The geographically structured genetic clusters we uncovered here are concordant with previous findings examining microsatellite markers from eight localities around the world (Ascunce et al., 2013). Our current dataset adds information about African populations and how the genetic diversity of human head lice is distributed across the world by ancestral demographic events. Based on our analyses of population substructure, it is evident that the 5 major nuclear clusters that we uncovered are further subdivided into major regions within continents suggesting even more genetically structured louse populations (Figure S5-S9).

_GOAL OF THE EXERCISE_
Decide whether each statement agrees with the passage on head lice genetics, answering yes or no and quoting the words of the passage that settle it: (a) The earlier study looked at microsatellite markers from eight localities. (b) The current dataset adds information about Asian populations. (c) The analyses uncovered 5 major nuclear clusters. Use only the text above to complete the task.

(Source entries)

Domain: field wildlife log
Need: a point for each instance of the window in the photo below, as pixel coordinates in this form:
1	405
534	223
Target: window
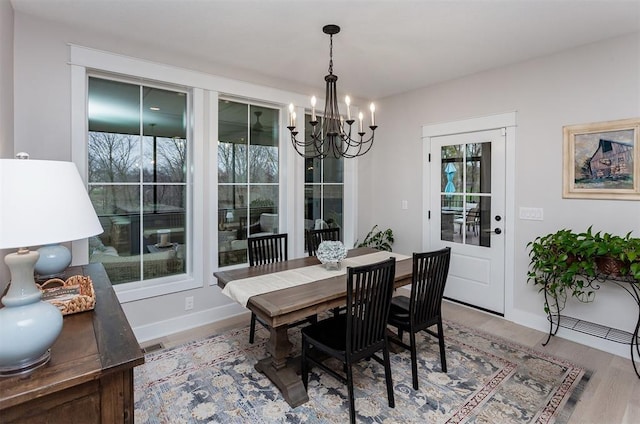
248	177
323	190
137	160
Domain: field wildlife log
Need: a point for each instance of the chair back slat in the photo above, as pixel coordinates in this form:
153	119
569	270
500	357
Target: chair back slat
267	249
315	237
430	270
369	292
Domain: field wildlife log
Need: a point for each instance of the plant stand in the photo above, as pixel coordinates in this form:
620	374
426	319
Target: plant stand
556	320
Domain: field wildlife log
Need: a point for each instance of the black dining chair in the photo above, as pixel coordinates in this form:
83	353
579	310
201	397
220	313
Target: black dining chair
422	309
358	334
265	250
315	237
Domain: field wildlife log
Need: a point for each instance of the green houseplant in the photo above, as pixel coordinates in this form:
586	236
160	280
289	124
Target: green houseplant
555	261
381	240
565	263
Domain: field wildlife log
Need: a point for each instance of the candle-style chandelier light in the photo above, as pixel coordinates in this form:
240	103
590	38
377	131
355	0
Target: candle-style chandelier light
330	136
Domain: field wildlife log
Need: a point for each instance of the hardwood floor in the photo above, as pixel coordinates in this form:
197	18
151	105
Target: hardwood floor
612	396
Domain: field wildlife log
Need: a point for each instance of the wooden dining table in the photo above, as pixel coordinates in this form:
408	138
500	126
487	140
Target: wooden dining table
282	307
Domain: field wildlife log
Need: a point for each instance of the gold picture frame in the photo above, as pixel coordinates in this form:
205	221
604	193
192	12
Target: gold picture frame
602	160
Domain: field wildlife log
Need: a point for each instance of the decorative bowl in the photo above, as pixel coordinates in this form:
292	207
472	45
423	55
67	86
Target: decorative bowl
331	253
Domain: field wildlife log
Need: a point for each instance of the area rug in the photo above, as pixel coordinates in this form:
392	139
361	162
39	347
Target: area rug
489	380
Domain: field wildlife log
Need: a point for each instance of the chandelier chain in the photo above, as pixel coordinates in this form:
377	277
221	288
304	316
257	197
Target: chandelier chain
330	133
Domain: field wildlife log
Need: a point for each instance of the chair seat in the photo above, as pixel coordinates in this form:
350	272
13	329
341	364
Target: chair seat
399	309
330	332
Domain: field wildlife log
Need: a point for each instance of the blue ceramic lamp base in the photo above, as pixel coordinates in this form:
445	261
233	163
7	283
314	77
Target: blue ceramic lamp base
28	326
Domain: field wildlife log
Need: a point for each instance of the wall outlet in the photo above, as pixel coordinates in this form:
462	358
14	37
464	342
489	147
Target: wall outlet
188	303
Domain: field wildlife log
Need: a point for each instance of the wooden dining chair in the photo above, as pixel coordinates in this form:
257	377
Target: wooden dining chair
358	334
265	250
315	237
422	309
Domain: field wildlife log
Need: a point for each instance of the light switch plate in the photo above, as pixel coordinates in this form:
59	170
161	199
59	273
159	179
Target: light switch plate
532	214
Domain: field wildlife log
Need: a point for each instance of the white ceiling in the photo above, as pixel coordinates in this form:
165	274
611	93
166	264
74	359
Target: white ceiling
384	48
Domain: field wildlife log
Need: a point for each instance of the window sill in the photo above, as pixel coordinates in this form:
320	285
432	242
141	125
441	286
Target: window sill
139	290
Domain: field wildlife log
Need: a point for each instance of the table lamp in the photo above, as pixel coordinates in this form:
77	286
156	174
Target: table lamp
41	202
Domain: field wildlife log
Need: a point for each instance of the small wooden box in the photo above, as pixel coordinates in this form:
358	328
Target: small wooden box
71	296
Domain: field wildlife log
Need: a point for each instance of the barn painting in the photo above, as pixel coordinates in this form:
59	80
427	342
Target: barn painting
604	160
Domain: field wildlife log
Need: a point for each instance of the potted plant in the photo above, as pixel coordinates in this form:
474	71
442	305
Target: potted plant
617	255
555	261
381	240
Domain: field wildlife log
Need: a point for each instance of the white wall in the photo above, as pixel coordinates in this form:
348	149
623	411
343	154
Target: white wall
593	83
6	103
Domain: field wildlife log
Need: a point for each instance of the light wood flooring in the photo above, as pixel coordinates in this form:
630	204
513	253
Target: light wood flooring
612	395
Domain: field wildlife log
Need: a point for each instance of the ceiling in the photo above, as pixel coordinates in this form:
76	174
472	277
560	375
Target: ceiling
384	48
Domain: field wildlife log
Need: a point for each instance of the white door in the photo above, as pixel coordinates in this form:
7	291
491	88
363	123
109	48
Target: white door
467	206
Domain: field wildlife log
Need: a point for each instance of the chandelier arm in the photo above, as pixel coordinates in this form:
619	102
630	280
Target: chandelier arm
333	136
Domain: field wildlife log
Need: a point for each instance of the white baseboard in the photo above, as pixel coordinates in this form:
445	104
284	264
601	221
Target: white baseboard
538	322
186	322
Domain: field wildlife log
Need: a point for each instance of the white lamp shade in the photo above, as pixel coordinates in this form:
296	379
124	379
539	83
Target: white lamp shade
43	202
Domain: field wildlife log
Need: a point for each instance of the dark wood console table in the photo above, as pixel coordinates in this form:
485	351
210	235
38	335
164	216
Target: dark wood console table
89	378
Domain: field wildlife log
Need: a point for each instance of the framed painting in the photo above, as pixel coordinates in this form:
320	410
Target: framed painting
602	160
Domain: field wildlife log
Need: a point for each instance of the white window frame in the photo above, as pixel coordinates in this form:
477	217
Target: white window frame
205	89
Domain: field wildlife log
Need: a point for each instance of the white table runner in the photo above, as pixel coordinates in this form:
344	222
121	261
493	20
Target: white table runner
241	290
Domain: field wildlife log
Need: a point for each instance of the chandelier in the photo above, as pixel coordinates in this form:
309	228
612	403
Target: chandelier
330	136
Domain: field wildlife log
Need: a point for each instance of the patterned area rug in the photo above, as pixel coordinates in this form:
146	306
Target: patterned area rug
490	380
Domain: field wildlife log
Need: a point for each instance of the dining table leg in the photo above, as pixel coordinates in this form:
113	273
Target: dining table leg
282	369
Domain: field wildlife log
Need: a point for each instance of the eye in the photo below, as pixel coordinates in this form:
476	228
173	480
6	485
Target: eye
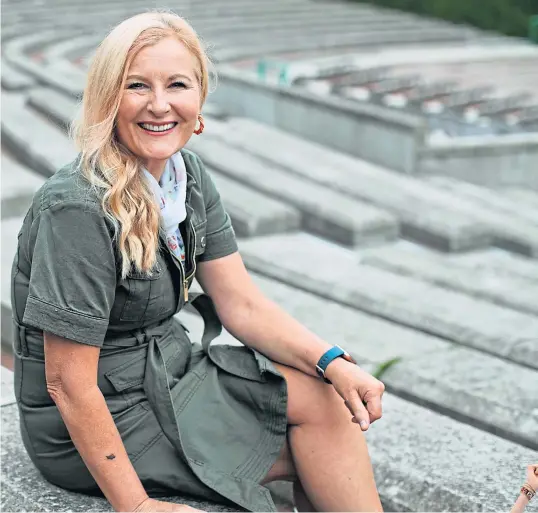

_RESULT_
(a) Yes: "microsatellite markers from eight localities around the world"
(b) No: "Our current dataset adds information about African populations"
(c) Yes: "the 5 major nuclear clusters that we uncovered"